Work to be completed -
Range to output from the entries below: the line containing "to detect hand" through the line containing "to detect striped". Set it down exactly, ends included, nothing else.

Data to process -
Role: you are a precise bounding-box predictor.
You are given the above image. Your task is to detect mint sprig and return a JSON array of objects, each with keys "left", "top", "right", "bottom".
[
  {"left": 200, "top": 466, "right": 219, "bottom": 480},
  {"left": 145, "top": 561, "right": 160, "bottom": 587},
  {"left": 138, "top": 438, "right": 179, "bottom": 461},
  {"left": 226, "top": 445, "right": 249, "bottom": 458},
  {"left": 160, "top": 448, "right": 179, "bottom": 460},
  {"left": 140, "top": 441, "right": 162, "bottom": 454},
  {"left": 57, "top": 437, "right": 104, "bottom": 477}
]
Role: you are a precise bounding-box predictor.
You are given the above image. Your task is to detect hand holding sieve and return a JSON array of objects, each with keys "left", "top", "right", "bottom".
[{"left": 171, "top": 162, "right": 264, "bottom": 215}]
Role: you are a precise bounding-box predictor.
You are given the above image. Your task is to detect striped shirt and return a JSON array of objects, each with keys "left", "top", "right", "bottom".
==
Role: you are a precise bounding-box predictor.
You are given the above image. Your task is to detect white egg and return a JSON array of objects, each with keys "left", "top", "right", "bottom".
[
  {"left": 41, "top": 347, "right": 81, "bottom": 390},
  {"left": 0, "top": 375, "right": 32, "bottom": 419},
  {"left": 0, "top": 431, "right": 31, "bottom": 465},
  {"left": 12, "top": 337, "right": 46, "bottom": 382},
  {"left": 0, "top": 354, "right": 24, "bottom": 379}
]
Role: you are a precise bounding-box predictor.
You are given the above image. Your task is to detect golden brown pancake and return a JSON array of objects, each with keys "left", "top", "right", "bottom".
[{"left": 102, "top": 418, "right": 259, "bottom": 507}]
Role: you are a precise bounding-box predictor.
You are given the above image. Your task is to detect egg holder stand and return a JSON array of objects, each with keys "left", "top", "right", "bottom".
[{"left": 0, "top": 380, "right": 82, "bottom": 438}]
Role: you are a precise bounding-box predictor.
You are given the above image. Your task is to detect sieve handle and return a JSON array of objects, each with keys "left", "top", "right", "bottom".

Expected output -
You are given the above image. Your task is to detect hand holding sieve and return a JSON array of objects, each with keys "left", "top", "right", "bottom".
[{"left": 171, "top": 162, "right": 264, "bottom": 215}]
Role: you are a precise bounding-box predictor.
You are given the above image. Your task is to detect striped shirt and return a JSON array of objects, each with keys "left", "top", "right", "bottom".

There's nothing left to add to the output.